Celestial i Roy przeszli w swoim życiu naprawdę wiele, aby w końcu natrafić na siebie i zdecydować się stworzyć coś trwałego i pięknego. Ich małżeństwo trwało półtora roku, czyli osiemnaście miesięcy, kiedy los zrzucił na nich toksyczną bombę. W wyniku pewnego nieporozumienia, mężczyzna został uznany za winnego i trafił do więzienia na dwanaście lat. Jak sobie poradzić z nieobecnością ukochanego, z myślą, że jest sam w obskurnej celi i że dopiero za dwanaście lat będzie można znów poczuć jego ciało? Co zrobi Celestial? Jak zachowa się Roy? Czy tego typu wydarzenia jeszcze bardziej scementują ich związek?

Dostarczony materiał:
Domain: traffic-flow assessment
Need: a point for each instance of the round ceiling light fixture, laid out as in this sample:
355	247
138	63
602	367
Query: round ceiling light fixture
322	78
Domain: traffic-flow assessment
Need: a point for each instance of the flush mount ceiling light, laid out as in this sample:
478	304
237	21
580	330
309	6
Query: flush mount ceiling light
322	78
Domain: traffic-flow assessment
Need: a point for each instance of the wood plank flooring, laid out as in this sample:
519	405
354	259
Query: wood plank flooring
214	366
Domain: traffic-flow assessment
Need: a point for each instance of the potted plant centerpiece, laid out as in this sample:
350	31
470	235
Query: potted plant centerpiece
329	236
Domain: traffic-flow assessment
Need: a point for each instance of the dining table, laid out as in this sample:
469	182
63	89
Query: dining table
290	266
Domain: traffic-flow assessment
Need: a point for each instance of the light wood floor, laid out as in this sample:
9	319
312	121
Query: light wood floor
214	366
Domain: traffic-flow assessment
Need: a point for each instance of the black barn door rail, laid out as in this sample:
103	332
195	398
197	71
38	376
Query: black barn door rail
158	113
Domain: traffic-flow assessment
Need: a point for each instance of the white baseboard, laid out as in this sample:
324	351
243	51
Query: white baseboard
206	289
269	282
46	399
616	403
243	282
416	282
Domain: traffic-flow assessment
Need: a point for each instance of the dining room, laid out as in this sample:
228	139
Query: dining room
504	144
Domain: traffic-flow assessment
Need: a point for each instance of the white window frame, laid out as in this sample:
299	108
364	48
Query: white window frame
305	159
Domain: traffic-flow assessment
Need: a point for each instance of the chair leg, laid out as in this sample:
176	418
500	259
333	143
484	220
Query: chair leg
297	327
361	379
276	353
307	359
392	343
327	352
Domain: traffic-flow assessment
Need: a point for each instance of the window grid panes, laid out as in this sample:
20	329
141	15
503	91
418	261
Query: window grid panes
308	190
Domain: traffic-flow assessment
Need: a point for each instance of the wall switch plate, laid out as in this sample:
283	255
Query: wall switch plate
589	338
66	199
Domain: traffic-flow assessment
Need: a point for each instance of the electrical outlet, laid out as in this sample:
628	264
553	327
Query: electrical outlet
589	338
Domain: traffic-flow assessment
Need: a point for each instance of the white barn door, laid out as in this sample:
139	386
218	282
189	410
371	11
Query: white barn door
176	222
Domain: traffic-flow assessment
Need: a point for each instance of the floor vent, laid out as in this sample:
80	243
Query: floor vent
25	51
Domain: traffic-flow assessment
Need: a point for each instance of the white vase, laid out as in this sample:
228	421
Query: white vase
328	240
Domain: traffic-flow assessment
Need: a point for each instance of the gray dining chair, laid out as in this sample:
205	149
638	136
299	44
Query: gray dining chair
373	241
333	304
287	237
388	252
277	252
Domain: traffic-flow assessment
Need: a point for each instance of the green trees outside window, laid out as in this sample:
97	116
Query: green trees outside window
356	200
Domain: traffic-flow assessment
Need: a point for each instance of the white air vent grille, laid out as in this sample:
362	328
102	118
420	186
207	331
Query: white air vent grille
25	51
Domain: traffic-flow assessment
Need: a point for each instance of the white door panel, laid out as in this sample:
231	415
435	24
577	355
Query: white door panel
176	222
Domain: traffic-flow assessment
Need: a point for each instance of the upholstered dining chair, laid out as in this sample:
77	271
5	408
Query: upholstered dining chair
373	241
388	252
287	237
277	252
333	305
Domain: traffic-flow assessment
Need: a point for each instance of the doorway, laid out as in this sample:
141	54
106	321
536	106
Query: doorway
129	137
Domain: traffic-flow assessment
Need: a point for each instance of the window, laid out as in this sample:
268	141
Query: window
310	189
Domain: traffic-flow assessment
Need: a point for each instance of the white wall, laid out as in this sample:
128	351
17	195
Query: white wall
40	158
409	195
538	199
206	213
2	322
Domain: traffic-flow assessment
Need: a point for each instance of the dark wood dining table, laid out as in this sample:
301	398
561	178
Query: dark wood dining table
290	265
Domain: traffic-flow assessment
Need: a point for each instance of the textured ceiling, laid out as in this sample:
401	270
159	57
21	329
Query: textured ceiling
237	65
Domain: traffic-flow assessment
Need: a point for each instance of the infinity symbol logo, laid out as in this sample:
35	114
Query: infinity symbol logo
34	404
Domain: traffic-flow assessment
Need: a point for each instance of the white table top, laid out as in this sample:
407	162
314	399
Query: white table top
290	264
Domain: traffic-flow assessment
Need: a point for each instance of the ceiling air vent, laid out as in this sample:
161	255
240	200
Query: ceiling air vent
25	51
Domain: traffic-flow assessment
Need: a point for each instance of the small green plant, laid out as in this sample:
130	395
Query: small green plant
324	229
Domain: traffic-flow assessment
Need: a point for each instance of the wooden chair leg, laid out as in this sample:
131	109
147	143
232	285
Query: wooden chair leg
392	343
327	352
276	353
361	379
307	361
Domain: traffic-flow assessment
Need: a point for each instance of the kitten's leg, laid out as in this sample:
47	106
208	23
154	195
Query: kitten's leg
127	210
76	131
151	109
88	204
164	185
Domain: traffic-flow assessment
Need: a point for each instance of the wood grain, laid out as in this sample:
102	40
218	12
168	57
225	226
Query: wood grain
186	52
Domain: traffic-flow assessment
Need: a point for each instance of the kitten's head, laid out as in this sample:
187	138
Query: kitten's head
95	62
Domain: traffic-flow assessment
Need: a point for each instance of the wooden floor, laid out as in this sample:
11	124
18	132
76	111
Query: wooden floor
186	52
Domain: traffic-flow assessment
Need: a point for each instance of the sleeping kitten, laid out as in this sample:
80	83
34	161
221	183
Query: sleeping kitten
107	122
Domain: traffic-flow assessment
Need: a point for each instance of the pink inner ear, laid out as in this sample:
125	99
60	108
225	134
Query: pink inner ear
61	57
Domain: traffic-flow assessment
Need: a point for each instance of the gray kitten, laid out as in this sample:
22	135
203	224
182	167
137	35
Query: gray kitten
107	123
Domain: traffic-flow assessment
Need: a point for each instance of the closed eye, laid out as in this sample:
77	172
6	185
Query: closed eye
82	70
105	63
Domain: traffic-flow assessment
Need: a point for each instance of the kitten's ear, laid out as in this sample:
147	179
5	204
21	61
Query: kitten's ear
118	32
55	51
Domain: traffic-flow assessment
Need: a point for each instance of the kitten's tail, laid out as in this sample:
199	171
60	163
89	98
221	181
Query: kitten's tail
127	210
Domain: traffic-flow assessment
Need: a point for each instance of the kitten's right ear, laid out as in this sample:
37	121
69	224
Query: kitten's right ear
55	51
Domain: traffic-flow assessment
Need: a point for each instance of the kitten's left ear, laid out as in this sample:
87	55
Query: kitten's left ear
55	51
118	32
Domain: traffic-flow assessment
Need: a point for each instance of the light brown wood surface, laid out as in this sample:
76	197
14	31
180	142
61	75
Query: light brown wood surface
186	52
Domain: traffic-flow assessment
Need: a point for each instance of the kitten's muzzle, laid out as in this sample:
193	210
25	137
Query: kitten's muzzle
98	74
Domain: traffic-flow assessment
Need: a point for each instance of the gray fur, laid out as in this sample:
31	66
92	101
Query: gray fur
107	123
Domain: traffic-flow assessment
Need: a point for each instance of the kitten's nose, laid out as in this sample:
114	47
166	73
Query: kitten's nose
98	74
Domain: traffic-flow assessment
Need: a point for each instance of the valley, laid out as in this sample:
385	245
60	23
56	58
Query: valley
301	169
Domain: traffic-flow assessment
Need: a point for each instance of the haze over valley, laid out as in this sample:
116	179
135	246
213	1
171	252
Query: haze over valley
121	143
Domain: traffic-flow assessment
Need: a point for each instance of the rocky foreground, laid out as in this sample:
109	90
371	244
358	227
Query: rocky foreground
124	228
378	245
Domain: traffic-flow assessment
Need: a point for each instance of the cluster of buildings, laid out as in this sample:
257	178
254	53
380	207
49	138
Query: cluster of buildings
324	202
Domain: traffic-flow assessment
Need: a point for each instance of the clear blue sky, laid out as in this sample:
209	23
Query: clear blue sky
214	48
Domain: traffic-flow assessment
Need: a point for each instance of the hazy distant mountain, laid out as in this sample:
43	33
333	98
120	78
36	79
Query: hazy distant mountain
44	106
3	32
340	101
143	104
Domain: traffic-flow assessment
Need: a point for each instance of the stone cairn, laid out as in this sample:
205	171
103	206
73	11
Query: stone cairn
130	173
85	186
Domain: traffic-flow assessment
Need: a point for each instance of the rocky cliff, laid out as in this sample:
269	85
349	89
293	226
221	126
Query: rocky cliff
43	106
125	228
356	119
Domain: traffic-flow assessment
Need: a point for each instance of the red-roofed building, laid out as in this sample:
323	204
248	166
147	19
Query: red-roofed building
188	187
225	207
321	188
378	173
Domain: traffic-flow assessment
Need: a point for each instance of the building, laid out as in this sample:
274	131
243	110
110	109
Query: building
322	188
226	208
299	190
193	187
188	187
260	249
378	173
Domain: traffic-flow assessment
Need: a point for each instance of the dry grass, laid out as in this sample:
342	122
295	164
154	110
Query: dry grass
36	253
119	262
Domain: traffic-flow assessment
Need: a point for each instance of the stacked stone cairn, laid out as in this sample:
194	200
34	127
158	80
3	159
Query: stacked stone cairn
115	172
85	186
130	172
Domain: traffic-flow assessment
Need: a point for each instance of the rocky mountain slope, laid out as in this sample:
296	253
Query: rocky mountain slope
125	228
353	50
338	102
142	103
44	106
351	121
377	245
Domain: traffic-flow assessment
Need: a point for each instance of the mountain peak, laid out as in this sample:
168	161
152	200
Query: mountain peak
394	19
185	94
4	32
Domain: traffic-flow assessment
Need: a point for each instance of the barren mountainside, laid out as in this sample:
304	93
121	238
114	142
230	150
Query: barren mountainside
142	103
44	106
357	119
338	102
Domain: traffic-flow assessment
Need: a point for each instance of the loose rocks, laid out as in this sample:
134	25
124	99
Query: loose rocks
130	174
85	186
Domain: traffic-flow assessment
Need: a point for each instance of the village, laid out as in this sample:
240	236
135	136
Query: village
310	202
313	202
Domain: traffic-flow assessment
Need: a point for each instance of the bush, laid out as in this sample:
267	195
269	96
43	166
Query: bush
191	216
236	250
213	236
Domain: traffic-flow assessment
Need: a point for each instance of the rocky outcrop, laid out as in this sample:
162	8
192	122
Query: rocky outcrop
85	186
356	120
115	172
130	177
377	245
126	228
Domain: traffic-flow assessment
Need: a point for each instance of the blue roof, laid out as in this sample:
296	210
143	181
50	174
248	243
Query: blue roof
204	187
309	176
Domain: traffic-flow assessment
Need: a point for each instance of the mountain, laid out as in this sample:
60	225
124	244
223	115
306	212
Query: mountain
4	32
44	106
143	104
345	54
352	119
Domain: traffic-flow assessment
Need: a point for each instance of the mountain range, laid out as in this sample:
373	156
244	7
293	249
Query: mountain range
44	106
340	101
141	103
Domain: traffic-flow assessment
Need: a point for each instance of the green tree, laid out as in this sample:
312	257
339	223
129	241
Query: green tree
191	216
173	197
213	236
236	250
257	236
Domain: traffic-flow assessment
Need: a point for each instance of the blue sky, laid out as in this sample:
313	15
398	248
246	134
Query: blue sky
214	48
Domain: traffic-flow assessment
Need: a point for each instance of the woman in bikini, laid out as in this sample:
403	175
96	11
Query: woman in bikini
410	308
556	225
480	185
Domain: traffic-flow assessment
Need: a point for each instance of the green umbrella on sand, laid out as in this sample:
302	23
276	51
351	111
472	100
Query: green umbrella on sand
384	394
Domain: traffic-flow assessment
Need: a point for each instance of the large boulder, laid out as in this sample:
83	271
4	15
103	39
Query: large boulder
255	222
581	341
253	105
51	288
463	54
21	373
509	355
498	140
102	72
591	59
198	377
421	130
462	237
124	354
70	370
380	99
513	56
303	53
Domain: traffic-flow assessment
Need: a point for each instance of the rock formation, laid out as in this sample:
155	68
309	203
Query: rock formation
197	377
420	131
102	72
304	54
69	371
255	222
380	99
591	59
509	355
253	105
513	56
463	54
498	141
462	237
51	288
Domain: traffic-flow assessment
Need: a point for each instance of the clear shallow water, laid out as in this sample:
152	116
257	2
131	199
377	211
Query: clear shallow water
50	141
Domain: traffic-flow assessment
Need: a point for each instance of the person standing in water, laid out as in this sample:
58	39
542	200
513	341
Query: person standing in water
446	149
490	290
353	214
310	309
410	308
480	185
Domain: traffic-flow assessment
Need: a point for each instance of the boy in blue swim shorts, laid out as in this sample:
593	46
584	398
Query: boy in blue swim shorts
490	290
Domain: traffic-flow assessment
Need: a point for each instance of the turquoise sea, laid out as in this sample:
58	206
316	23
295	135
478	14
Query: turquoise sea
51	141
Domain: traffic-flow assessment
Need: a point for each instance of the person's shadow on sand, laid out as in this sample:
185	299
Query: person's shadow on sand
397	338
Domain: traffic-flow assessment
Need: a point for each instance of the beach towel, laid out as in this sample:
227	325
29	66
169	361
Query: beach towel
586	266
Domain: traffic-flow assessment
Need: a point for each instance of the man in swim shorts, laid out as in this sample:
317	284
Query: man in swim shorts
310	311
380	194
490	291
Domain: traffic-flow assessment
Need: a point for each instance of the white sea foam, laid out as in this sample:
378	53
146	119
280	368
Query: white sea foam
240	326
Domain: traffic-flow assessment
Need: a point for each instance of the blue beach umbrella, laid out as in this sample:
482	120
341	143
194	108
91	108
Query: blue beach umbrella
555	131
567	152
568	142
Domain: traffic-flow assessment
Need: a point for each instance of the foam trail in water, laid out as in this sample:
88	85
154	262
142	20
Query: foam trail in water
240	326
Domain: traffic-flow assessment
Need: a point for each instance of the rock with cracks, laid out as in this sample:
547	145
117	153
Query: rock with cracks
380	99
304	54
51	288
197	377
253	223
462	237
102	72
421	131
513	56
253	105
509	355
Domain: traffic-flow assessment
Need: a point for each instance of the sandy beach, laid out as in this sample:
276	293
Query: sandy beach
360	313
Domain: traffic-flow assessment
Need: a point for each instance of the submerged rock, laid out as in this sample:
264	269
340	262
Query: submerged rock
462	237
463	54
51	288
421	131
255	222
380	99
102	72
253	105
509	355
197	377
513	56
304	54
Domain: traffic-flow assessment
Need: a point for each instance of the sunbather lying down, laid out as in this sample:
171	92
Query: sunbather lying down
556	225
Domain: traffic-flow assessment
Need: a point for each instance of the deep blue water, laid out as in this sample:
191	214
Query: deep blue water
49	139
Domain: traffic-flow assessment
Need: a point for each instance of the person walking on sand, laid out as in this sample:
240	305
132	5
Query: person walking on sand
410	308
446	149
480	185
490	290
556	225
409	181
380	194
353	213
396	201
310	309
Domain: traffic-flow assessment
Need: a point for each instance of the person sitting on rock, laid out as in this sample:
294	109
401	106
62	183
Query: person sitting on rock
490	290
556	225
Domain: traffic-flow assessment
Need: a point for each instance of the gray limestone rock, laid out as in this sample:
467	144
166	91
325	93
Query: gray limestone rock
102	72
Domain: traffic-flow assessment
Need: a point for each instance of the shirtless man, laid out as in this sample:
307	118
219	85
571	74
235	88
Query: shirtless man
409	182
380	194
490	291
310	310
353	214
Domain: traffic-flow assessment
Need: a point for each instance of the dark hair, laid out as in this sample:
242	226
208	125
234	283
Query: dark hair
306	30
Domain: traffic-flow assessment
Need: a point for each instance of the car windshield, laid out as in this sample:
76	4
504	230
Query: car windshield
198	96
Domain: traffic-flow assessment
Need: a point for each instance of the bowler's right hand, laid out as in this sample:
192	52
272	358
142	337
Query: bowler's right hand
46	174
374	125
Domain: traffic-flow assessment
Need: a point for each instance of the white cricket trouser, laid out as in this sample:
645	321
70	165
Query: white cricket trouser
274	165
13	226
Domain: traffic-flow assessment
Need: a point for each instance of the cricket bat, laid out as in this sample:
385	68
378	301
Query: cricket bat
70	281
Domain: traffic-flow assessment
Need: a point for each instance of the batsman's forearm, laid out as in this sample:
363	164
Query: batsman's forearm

Treść zadania 1:
Przepisz wiernie część fragmentu o Celestial i Royu od słów „Celestial i Roy” do słów „scementują ich związek?”.
Treść zadania 2:
Wyjaśnij w jednym do trzech zdań, z jakiego powodu według fragmentu o Celestial i Royu Roy trafił do więzienia.
Pozycje nie mają żadnego związku z fragmentem.

Odpowiedź pisemna 1:
Celestial i Roy przeszli w swoim życiu naprawdę wiele, aby w końcu natrafić na siebie i zdecydować się stworzyć coś trwałego i pięknego. Ich małżeństwo trwało półtora roku, czyli osiemnaście miesięcy, kiedy los zrzucił na nich toksyczną bombę. W wyniku pewnego nieporozumienia, mężczyzna został uznany za winnego i trafił do więzienia na dwanaście lat. Jak sobie poradzić z nieobecnością ukochanego, z myślą, że jest sam w obskurnej celi i że dopiero za dwanaście lat będzie można znów poczuć jego ciało? Co zrobi Celestial? Jak zachowa się Roy? Czy tego typu wydarzenia jeszcze bardziej scementują ich związek?

Odpowiedź pisemna 2:
Roy trafił do więzienia na dwanaście lat, ponieważ w wyniku pewnego nieporozumienia został uznany za winnego.